* **PAGE TEXT**
Whenever proceedings are instituted, the Conditional Caution ceases to have effect.

Personal victims, unless they have expressed a contrary wish, should be informed when a Conditional Caution has been completed or, where it is not completed, about the outcome of subsequent court proceedings.

CPS Diversion From Prosecution

Conditional Cautioning Code of Practice & associated annexes

Gore, R v [2009 EWCA Crim 1424 (14 July 2009) G pleaded guilty to inflicting grievous bodily harm. M was tried and convicted by the jury of the same offence. The police were alerted to a disturbance by the CCTV operators. They did not examine the CCTV material itself. G and M were issued with fixed penalty notices. On the following day the police reviewed the CCTV evidence. It was decided that the fixed penalty notices were inappropriate. G an M were both charged with inflicting grievous bodily harm on S. Held: It was not an abuse of process to prosecute where FPN for disorder were issued by the police at the scene for what was said to be the identical conduct for which the appellants were prosecuted before the Crown Court.

Times Law Report Prosecution after penalty notice is no abuse. The issue of a fixed penalty notice asserting one offence did not protect the recipient from further proceedings if and when it became apparent that a more serious offence had in fact been committed in the course of the same incident.

In Hamza, R. v [2006] EWCA Crim 2918 (28 November 2006) and in H, R (on the application of) v Guildford Youth Court [2008] EWHC 506 (Admin) (03 March 2008) the court held: It will not likely to constitute an abuse of process unless;

(i) there has been an unequivocal representation by those with the conduct of the investigation or prosecution of a case that the defendant will not be prosecuted, and;

(ii) the defendant has acted on that representation to his detriment.

Guest v Director of Public Prosecutions [2009] EWHC 594 (Admin) (05 March 2009) Summary: Where a conditional caution is quashed, it will not ordinarily amount to an abuse of process to prosecute for the offence in question. Such a course of action will generally be in the public interest.

* **PROVIDED INFORMATION**
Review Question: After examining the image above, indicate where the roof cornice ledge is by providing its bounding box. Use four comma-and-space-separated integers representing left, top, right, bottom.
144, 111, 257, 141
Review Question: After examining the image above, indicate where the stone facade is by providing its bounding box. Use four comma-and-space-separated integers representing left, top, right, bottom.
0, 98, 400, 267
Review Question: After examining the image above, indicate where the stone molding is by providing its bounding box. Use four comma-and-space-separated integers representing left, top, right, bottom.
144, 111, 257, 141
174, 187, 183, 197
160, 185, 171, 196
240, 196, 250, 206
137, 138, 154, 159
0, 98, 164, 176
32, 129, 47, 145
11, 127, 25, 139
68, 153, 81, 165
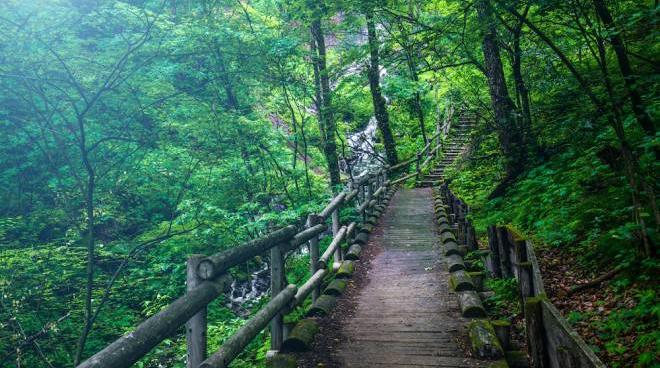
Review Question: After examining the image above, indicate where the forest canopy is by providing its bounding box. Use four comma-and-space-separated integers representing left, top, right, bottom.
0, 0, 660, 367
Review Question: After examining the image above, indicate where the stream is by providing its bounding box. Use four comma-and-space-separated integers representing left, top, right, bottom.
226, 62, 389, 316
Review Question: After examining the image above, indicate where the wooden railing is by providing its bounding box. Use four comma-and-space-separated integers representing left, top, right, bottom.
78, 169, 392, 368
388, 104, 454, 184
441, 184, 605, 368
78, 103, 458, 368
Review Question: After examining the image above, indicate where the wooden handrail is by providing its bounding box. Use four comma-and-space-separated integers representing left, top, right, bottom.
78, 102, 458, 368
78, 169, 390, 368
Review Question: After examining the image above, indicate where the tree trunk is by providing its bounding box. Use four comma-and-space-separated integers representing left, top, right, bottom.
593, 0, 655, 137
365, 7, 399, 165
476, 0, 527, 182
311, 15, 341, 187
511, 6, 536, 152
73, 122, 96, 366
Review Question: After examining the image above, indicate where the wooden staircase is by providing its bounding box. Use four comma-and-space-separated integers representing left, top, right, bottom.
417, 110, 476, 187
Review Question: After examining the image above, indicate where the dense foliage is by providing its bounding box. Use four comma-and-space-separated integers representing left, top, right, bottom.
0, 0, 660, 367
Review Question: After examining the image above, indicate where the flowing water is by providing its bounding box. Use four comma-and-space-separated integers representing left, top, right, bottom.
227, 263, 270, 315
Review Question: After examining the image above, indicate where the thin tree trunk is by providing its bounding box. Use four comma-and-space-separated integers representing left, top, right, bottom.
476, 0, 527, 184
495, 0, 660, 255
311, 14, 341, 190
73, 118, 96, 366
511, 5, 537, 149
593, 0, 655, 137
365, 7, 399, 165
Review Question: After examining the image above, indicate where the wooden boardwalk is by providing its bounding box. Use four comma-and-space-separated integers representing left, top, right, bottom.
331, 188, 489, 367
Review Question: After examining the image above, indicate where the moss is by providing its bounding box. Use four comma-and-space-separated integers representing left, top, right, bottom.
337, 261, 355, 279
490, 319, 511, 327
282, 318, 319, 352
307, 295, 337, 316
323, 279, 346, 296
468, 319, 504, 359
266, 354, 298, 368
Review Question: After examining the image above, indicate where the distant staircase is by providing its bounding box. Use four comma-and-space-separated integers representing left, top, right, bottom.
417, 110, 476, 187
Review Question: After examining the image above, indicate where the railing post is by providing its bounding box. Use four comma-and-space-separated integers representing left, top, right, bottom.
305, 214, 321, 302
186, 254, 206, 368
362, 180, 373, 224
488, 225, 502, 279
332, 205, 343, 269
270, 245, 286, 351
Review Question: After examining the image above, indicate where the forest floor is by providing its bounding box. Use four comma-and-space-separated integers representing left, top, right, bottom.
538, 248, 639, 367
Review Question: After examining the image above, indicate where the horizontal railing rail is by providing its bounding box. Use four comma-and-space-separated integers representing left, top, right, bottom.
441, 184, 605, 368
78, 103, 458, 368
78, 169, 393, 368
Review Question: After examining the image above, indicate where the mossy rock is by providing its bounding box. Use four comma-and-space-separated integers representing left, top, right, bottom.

* **SHORT EXERCISE 1**
Write out the passage on conditional cautions word for word from "Gore, R v [2009" to "the Crown Court.".
* **SHORT EXERCISE 2**
Give again, unchanged, the lines of the records from the line with "the wooden boardwalk" to the line with "331, 188, 489, 367".
The passage on conditional cautions and the records are unrelated to each other.

* **TASK SOLUTION 1**
Gore, R v [2009 EWCA Crim 1424 (14 July 2009) G pleaded guilty to inflicting grievous bodily harm. M was tried and convicted by the jury of the same offence. The police were alerted to a disturbance by the CCTV operators. They did not examine the CCTV material itself. G and M were issued with fixed penalty notices. On the following day the police reviewed the CCTV evidence. It was decided that the fixed penalty notices were inappropriate. G an M were both charged with inflicting grievous bodily harm on S. Held: It was not an abuse of process to prosecute where FPN for disorder were issued by the police at the scene for what was said to be the identical conduct for which the appellants were prosecuted before the Crown Court.

* **TASK SOLUTION 2**
Review Question: After examining the image above, indicate where the wooden boardwalk is by providing its bounding box. Use four comma-and-space-separated integers representing left, top, right, bottom.
331, 188, 489, 367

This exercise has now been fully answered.